EXERCISE OBJECTIVE
Between the line containing "Expected: a point placed on each instance of the short" and the line containing "Expected: a point placed on each instance of the thin" lies a run of lines; give that run again exactly, with both of those lines, and nothing else from the entries below.
Content starts
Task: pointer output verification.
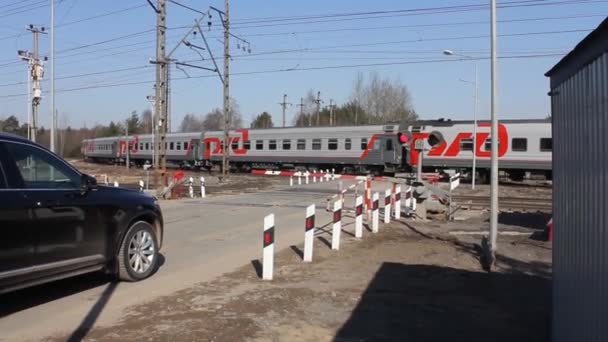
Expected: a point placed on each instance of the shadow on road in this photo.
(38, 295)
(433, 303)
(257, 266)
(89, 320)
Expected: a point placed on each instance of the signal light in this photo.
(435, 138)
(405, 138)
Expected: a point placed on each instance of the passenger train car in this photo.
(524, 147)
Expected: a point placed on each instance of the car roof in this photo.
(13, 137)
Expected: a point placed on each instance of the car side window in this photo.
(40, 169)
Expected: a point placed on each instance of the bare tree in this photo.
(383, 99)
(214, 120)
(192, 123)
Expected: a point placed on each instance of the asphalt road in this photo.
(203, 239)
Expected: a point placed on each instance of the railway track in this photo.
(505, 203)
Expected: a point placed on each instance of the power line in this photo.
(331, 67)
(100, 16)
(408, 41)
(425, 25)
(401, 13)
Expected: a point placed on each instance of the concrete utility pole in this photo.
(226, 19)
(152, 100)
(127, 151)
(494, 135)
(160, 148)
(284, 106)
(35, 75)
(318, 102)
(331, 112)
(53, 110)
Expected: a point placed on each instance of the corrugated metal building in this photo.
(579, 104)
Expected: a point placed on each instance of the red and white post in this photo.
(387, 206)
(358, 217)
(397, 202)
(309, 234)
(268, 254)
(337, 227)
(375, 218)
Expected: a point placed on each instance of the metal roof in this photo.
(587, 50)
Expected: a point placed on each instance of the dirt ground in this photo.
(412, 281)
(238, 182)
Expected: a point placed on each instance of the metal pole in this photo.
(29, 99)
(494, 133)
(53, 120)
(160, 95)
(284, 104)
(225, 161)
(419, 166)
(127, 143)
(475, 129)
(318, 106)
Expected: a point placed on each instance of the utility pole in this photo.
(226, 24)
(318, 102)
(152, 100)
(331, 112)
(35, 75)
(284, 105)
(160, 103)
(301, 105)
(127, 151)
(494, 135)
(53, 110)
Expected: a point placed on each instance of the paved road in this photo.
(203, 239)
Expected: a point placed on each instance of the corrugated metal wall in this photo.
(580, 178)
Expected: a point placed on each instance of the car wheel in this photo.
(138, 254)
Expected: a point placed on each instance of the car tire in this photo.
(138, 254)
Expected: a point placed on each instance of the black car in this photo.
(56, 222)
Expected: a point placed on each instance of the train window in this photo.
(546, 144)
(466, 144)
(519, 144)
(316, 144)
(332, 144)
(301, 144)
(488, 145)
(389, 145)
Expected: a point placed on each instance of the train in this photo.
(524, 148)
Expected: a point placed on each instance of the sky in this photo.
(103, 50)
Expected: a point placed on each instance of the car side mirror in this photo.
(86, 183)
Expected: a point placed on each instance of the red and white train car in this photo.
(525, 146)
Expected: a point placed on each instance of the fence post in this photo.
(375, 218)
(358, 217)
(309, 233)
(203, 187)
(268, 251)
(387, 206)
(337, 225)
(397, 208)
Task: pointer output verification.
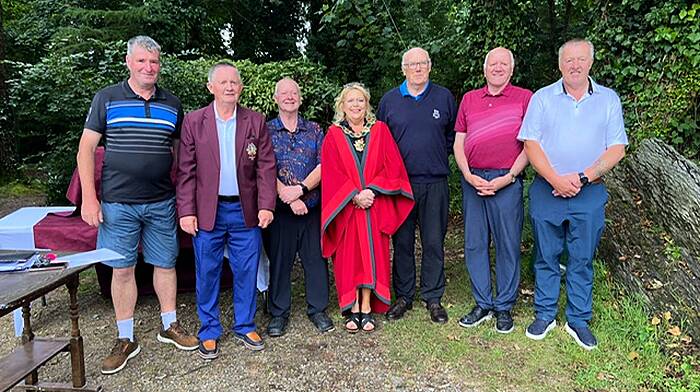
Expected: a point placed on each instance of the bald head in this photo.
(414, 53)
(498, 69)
Content ends
Content starts
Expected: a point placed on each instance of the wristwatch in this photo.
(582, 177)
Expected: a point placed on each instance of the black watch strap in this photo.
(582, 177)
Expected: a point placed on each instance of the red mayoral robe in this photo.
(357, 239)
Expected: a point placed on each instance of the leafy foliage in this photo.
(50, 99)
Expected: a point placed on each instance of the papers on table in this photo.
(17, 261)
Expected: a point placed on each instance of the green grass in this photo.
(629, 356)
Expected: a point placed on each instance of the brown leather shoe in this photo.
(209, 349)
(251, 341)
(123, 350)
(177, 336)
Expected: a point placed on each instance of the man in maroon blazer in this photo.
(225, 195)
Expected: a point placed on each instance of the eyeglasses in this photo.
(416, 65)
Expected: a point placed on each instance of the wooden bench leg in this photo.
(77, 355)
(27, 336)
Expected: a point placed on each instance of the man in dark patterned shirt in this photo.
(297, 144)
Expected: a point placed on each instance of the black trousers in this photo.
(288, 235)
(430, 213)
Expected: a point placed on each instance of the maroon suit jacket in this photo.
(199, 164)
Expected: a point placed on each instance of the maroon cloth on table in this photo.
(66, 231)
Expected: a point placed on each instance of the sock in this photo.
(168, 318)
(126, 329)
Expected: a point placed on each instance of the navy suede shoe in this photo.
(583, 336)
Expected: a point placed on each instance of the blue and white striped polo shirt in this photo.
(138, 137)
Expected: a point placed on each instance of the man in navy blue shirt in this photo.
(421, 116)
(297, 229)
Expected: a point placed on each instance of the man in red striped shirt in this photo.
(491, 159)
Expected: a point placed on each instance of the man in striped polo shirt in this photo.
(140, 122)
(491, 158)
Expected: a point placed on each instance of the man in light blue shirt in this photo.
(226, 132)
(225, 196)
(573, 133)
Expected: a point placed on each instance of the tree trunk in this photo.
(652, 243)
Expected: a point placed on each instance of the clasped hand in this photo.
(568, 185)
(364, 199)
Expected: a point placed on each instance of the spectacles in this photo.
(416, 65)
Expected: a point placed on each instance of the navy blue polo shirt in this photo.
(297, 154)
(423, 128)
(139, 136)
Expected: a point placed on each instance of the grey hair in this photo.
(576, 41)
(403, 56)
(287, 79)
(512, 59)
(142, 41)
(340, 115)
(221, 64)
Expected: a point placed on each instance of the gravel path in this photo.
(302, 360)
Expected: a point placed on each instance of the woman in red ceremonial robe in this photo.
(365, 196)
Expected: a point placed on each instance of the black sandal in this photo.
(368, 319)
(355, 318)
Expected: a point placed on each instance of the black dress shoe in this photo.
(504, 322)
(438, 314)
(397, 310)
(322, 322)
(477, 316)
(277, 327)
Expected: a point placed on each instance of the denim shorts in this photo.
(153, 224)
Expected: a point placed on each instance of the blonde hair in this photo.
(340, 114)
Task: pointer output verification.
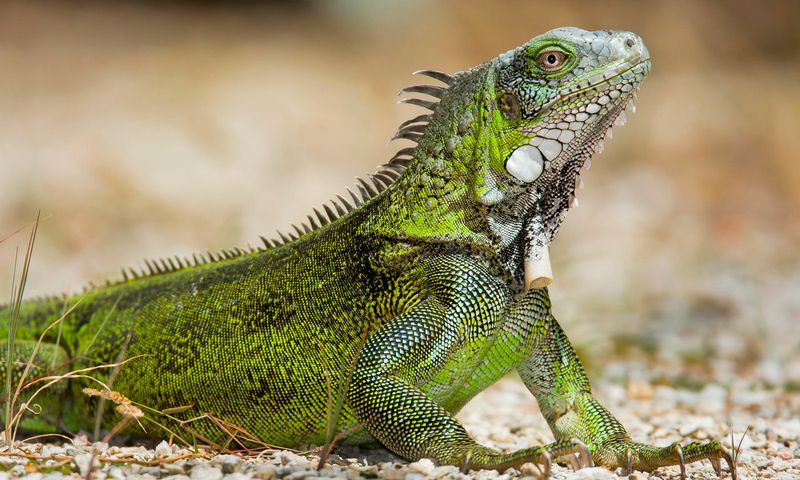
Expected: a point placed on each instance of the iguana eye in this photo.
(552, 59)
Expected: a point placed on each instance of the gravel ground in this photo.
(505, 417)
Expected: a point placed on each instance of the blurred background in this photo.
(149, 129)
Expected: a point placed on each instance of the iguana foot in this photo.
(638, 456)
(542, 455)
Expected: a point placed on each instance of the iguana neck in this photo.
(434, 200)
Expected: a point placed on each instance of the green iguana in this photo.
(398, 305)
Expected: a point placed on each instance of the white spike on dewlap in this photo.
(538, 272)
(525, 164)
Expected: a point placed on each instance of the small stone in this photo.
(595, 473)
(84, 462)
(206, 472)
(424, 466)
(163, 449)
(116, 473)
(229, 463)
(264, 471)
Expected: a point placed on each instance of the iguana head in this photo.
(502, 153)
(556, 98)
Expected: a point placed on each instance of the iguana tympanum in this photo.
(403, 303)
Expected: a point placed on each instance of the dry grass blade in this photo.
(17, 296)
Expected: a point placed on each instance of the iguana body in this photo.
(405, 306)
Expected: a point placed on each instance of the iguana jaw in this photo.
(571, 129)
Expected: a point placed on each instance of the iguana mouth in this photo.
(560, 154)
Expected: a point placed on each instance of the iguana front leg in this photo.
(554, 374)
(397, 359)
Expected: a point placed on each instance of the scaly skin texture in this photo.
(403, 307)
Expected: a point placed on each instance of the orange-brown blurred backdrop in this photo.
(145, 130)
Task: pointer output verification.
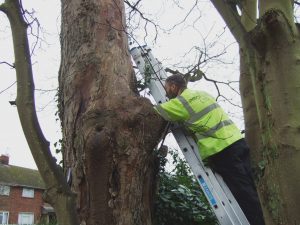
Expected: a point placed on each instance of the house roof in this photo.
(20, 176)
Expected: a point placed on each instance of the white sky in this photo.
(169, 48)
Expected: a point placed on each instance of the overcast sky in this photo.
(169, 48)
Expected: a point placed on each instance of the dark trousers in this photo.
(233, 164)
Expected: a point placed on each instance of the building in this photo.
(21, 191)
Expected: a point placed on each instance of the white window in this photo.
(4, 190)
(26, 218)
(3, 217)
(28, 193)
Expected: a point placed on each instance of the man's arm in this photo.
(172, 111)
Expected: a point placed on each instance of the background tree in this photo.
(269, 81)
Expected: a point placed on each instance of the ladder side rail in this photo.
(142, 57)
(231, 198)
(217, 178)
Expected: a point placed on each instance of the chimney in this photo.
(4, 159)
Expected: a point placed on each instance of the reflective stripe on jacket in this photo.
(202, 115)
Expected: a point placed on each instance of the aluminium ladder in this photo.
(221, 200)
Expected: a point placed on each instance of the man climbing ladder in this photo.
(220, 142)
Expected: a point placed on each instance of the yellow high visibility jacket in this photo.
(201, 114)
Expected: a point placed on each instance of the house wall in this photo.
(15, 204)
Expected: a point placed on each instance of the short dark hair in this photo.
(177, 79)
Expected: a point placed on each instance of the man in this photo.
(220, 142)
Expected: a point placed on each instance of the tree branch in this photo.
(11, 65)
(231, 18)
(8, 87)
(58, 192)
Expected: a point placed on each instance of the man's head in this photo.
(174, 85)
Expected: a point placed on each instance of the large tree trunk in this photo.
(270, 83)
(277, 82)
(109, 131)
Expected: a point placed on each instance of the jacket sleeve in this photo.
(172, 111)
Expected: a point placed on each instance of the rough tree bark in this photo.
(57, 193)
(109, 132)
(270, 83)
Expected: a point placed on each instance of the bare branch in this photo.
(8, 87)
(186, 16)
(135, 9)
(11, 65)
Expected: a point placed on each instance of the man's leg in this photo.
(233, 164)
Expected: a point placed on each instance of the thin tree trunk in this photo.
Content ends
Content starts
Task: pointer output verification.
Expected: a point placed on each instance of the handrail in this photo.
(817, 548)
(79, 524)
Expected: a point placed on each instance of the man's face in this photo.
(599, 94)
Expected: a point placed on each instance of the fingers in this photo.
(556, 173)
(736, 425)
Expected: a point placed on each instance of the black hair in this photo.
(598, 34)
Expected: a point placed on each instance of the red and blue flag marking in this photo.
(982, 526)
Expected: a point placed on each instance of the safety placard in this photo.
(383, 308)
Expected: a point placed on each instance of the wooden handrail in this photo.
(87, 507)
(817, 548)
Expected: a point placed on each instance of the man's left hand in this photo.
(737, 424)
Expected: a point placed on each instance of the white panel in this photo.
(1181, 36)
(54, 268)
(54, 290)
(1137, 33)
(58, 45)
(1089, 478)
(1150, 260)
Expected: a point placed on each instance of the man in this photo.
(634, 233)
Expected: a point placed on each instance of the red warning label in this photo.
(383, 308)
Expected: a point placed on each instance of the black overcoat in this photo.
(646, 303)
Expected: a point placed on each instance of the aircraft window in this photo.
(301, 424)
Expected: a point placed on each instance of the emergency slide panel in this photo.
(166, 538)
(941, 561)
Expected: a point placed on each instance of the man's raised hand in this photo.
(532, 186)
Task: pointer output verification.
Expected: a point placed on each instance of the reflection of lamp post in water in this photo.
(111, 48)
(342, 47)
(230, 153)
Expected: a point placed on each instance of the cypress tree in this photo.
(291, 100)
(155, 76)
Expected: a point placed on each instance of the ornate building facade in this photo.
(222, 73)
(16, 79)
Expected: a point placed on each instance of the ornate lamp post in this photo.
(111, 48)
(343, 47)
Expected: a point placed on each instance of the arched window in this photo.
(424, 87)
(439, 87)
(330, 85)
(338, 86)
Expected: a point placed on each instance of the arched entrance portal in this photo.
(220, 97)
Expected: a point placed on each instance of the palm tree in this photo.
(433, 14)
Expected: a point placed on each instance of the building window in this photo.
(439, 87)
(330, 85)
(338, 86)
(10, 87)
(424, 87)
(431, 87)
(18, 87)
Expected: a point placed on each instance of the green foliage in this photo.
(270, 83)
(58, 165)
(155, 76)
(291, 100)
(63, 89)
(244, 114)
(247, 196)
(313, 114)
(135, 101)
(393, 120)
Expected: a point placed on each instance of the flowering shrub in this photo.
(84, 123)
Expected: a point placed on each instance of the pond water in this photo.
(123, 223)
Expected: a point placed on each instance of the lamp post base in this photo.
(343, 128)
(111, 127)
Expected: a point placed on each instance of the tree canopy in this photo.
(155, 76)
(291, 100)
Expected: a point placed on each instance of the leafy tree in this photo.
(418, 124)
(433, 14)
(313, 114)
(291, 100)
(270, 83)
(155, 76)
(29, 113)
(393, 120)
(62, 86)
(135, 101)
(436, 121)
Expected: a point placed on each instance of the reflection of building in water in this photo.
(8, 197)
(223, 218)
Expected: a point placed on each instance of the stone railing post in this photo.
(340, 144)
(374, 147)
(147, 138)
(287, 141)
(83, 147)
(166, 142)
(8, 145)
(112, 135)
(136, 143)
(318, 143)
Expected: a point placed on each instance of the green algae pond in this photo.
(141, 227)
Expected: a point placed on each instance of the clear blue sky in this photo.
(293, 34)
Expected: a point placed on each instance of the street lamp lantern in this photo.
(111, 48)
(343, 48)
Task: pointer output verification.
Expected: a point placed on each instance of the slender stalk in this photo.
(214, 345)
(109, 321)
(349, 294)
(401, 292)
Content ends
ANSWER FOR THE TASK
Expected: a point placed on each instance of the short dark hair in this photo.
(177, 79)
Expected: a point placed on each instance of the man in this photo.
(220, 142)
Expected: a point placed on each instance of the tree branch in this photo.
(11, 65)
(231, 18)
(8, 87)
(58, 192)
Expected: a point placed on each instance of the man's head in this photo.
(174, 85)
Expected: a point placed on each instance of the large tree trunk in this photo.
(270, 83)
(277, 82)
(109, 131)
Expected: a point placed on each instance of the jacket sleeve in this photo.
(172, 111)
Expected: a point placed on each instance of the rough tree bark in this photo.
(57, 193)
(109, 132)
(270, 83)
Expected: a point placed on each instance of the bare branch in this photo.
(8, 87)
(186, 16)
(135, 9)
(11, 65)
Expected: a point placed on each instance of the man's leg in this photo.
(233, 164)
Expected: a point placed on each instance of the thin tree trunk in this photo.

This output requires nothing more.